[Records of labeled boxes]
◇ ◇ ◇ ◇ ◇

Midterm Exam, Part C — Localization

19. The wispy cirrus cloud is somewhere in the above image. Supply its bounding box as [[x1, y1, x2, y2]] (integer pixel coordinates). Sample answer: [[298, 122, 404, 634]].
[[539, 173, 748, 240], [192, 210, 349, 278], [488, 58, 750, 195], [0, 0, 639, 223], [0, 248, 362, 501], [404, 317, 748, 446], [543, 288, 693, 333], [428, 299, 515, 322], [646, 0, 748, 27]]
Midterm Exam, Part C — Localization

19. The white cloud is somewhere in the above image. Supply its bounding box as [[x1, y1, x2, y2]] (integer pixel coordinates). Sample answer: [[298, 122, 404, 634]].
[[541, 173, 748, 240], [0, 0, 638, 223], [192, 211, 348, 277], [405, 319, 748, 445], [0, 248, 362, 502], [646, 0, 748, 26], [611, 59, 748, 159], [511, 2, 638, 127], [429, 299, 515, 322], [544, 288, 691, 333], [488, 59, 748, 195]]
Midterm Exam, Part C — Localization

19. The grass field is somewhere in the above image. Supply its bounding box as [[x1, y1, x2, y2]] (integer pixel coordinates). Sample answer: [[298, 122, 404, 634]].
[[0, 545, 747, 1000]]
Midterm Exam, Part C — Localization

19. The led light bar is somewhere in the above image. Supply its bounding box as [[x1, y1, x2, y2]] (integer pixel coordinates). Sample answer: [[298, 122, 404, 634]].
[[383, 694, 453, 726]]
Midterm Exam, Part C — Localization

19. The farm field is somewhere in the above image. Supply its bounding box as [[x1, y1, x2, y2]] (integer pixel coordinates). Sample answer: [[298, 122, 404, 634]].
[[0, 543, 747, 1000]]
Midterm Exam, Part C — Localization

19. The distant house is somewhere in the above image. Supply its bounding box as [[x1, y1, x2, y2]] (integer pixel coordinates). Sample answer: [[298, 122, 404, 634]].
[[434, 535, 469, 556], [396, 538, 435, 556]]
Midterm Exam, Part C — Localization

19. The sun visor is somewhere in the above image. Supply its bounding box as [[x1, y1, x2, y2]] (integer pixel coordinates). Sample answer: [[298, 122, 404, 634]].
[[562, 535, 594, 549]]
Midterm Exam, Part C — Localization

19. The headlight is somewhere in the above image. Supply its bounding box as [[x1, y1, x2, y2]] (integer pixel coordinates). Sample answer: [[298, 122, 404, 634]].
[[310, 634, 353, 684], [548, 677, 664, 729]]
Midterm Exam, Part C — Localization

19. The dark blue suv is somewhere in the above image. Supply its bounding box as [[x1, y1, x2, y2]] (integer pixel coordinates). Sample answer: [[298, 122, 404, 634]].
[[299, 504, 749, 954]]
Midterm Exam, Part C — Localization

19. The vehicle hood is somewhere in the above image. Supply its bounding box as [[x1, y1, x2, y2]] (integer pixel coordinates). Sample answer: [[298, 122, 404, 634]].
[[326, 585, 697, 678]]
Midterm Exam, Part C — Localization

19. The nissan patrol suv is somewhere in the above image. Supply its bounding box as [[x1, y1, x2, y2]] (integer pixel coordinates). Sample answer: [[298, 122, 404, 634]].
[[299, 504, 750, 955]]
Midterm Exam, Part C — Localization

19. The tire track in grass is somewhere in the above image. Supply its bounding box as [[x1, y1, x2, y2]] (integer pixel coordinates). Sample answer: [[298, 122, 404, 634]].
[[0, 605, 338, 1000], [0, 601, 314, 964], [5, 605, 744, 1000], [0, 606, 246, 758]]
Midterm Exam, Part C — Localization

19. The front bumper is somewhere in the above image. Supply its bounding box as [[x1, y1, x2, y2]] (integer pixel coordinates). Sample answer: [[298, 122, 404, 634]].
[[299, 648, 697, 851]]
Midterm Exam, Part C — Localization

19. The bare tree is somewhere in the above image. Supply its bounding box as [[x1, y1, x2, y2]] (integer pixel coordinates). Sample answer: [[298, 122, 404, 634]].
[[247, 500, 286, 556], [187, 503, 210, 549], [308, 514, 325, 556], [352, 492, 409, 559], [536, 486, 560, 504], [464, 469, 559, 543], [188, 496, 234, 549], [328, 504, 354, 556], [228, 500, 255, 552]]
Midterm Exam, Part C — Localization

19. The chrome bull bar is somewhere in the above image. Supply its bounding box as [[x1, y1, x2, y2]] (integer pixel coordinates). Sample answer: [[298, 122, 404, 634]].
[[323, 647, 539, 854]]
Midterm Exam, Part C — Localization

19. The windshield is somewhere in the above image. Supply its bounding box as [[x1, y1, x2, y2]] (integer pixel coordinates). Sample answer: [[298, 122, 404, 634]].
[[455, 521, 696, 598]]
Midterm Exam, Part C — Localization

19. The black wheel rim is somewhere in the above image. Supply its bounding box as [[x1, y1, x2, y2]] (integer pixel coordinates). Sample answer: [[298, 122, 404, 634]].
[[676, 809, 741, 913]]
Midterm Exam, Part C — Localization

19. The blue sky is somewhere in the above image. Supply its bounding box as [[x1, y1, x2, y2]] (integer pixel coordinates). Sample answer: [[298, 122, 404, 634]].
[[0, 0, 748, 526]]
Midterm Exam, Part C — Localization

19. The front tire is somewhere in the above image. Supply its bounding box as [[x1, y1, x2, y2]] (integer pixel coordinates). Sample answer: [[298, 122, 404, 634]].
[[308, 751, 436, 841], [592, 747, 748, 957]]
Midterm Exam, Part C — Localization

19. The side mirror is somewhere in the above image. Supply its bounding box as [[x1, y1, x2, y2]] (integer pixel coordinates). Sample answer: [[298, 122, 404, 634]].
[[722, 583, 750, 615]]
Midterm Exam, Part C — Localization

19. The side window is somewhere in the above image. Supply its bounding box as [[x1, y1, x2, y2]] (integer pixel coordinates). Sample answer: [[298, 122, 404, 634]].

◇ ◇ ◇ ◇ ◇

## What to do
Copy the lines from the start of the records through the line containing "[[383, 694, 453, 726]]", inclusive, with the requests, adding -94 to every bounding box coordinate in the answers.

## Full answer
Midterm Exam, Part C — Localization

19. The wispy cirrus cloud is somewhere in the above image. Supply its bounding box as [[x1, y1, x2, y2]] (integer pixel coordinates). Sample answer: [[298, 122, 404, 634]].
[[445, 79, 654, 146], [98, 116, 255, 184], [394, -36, 656, 101], [-94, -94, 545, 129], [-94, 154, 268, 407], [310, 223, 654, 352], [449, 194, 599, 239], [334, 205, 421, 228], [552, -94, 654, -67]]
Midterm Exam, Part C — Localization

19. The white cloud is somewhere in the above image. Supply its bounding box as [[x1, y1, x2, y2]] (integer pixel coordinates). Sample answer: [[298, 122, 404, 634]].
[[447, 79, 654, 146], [-94, -94, 544, 129], [98, 117, 254, 183], [311, 225, 654, 351], [-94, 154, 268, 408], [552, -94, 654, -68], [517, -35, 654, 65], [417, -92, 544, 33], [335, 205, 421, 228], [450, 194, 597, 239], [394, -35, 654, 101]]
Midterm Exam, Part C — Localization

19. The grass field is somewhere in the above image. Supply its bounding box as [[x1, y1, x2, y2]] (integer pixel coordinates). Sample answer: [[298, 122, 404, 634]].
[[-94, 451, 653, 906]]
Midterm Exam, Part C — Localization

19. The led light bar is somewhere in the above image. Supply its bounding box as [[x1, y1, x2, y2]] (integer pixel coordinates). Sample answer: [[298, 122, 404, 634]].
[[289, 600, 359, 632]]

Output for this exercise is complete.